**TASK ITEM:**
Decide whether each statement agrees with the text on modeling subcutaneous tissue, answering yes or no and quoting the words of the text that settle it. 1. Hydrogel is commonly used to make contact lenses. 2. Subcutaneous injections have to be given by a clinician. 3. The subcutaneous tissue is also known as the dermis.

**TEXT:**
I am working towards developing an in-vitro model of the human subcutaneous tissue to be used as a replacement to animals for testing drug absorption. We are using a very novel technique called 3D bioprinting to model intricate tissue shapes in the lab. What is also very novel about work, is that for the first time we are able to look at how macrophages (a specialised immune cells) in the subcutaneous tissue contribute to drug bioavailability. We have so far developed a bioink to biorprint the macrophages into a biomimitic tissue and we are currently studying their behaviour in the in-vitro model. We will next look at their interaction with drugs in the in-vitro model. 

The role of subcutaneous tissue in drug absorption

Drugs such as insulin are often best delivered to the body by injection into the subcutaneous tissue, which is the layer of fatty tissue that sits below the upper skin layers. The advantage of subcutaneous injections over injections directly into the blood, is that patients can self-administer these drugs, reducing discomfort. The amount and speed at which drugs are then absorbed into the blood is controlled by the structure and composition of the subcutaneous tissue. Determining drug absorption is important during the drug’s development, as it ensures that patients receive the most effective and safe dose of the drug.

Developing a tissue-on-a-chip device which will mimic the composition and function of the subcutaneous tissue


Organ-chip model

Dr Asme Boussahel, at the University of Bristol, is a research fellow working with Professor Adam Perriman. She’s developing a tissue-on-a-chip device which will mimic the composition and function of the subcutaneous tissue in controlling drug absorption. This novel organ-on-a-chip will reflect the intricacies of blood flow and fluid movement within the subcutaneous tissue and enable Dr Boussahel to study drug absorption.

To re-create the subcutaneous tissue, Dr Boussahel is using hydrogel. This is a material that can absorb substances (such as cells) and maintain a defined shape and is commonly used for producing contact lenses and wound dressings. She’s introducing cells called adipocytes (fat cells) and macrophages (immune cells) which are thought to play a significant role in drug absorption by interacting with drugs or degrading them. Fluids will also be incorporated into the 3D model to better reflect natural subcutaneous tissue. Dr Bouhassel aims to study how adipocytes and macrophages interact with each other, with drugs, and how these interactions impact drug absorption.

The structure of human skin. The epidermis and dermis form the upper layers of skin. The subcutaneous tissue (also known as the hypodermis) is the fat layer below the skin. Drug absorption from the fat rich subcutaneous tissue occurs through either capillaries (red) or lymphatic vessels (green)

Dr Boussahel plans to optimise the model so that it can be used to test as many drugs as quickly possible and it is fit for purpose for industrial use. She will validate her model by comparing the results of drug absorption tests using her model to those that have come from human datasets held by pharmaceutical companies. Dr Boussahel will also try to engage with regulatory approval agencies to determine how the model can be approved for use in the drug development process.

**DATA FOR REVIEW:**
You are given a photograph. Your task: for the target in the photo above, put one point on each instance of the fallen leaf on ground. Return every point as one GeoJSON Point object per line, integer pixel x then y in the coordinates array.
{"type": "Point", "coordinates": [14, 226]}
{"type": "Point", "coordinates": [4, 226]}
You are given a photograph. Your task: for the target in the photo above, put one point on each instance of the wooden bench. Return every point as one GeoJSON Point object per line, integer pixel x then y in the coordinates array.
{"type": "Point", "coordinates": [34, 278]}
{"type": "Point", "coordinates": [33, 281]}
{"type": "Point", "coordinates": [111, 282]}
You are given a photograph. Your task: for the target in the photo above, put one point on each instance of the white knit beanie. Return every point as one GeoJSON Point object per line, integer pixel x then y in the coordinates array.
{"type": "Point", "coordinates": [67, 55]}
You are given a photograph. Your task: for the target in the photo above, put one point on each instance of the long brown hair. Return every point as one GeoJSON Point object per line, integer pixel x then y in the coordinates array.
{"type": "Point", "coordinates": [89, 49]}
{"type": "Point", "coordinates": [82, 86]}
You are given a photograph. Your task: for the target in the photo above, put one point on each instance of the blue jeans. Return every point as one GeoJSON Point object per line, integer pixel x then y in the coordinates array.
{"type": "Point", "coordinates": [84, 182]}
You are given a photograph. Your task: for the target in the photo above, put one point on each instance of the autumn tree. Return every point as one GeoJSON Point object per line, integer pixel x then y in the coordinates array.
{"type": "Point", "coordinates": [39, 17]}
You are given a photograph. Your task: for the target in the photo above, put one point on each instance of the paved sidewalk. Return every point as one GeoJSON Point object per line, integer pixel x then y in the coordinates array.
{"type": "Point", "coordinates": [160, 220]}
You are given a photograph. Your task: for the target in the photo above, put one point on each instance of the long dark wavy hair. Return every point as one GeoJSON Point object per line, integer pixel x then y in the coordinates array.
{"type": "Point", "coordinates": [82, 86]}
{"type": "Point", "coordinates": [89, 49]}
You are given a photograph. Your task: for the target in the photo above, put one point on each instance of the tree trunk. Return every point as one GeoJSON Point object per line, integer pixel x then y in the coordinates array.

**TASK ANSWER:**
1. Yes: "is commonly used for producing contact lenses and wound dressings"
2. No: "patients can self-administer these drugs, reducing discomfort"
3. No: "The subcutaneous tissue (also known as the hypodermis) is the fat layer below the skin."